** REQUIRED ACTION A **
In the metagenome assembly thread, below what contig length does the person answering often discard contigs?
** REQUIRED ACTION B **
Restate the metagenome assembly thread, starting at "Binning is done" and ending at "between the two.". Rename "tetranucleotide frequencies" to "k-mer frequencies" throughout.

Question

Metagenome Assembly

0

Entering edit mode

3.1 years ago

serene.s • 0

Hi Everyone!

I have two questions while going with the metagenome assembly and binning approach:

How does contig length affect the quality of assembly and later on the quality of the bins?
Binning is done by two parameters mainly which are tetranucleotide frequencies and 2nd is contig abundance or differential coverage. I am not able to understand the meaning of the second parameter? How to estimate the contig coverage and how does that affect binning?

Thanks

taxonomy Assembly Binning Metagenomics • 1.0k views

ADD COMMENT • link 3.0 years ago by serene.s • 0

score 0 · Answer 1 · 2022-07-08

Generally speaking, longer contigs mean better assembly. It is much better to have a small number of long contigs than a large number of short contigs, even if the number of bases is identical between the two.

Longer contigs can be binned more reliably because they have stronger signal. Consider a 1000 bp contig, which has a total of 997 tetranucleotides (4Ns). As the total 4Ns number is 256, that means a 1 Kb contig has on average ~4 of each 4Ns, which is not necessarily strong enough signal to distinguish between different contigs. A 5 Kb contig has on average ~20 of each 4Ns, which is a much stronger signal. This is why there is not much point trying to bin contigs smaller than 1 Kb, and I often toss out all the contigs < 2 Kb.

** DATASET EXCERPTS **
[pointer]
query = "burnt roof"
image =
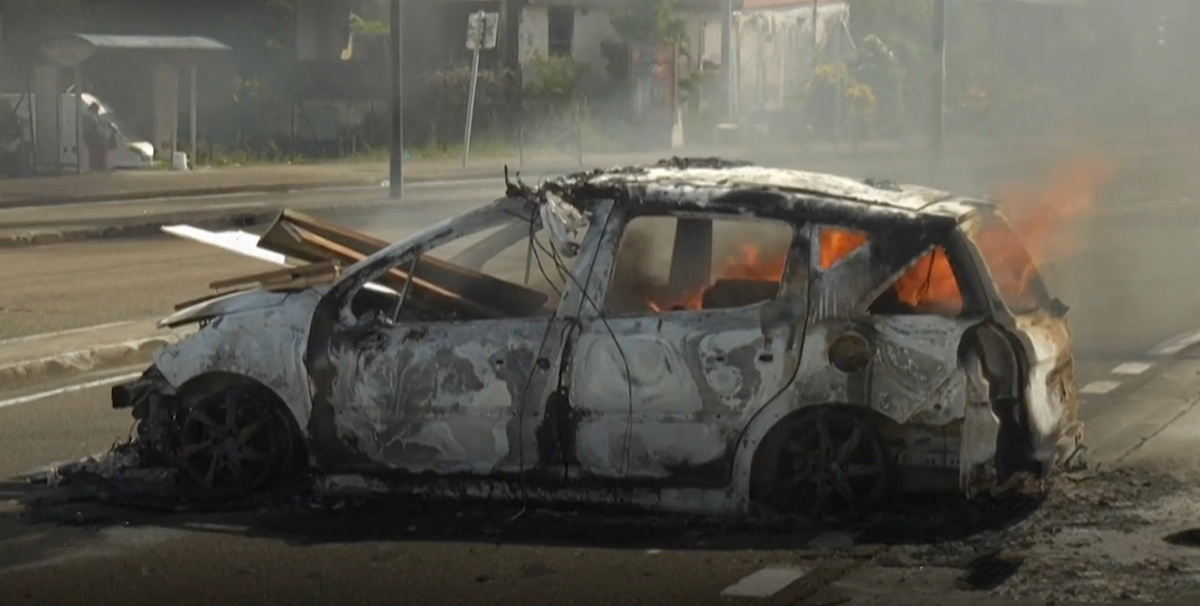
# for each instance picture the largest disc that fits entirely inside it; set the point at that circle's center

---

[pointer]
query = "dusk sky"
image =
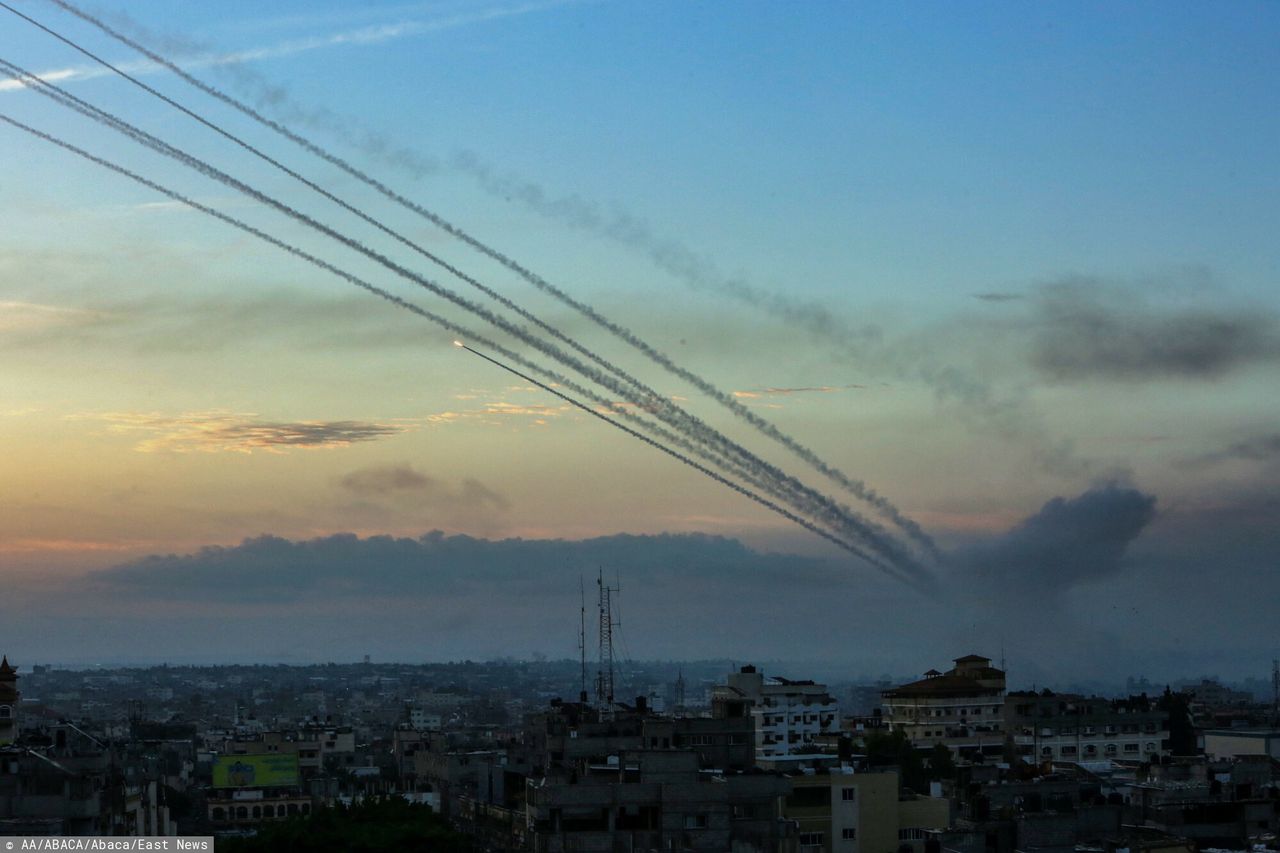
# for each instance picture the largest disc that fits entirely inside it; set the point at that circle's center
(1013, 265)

** RESULT A **
Contigs smaller than 2 Kb.

** RESULT B **
Binning is done by two parameters mainly which are k-mer frequencies and 2nd is contig abundance or differential coverage. I am not able to understand the meaning of the second parameter? How to estimate the contig coverage and how does that affect binning?

Thanks

taxonomy Assembly Binning Metagenomics • 1.0k views

ADD COMMENT • link 3.0 years ago by serene.s • 0

score 0 · Answer 1 · 2022-07-08

Generally speaking, longer contigs mean better assembly. It is much better to have a small number of long contigs than a large number of short contigs, even if the number of bases is identical between the two.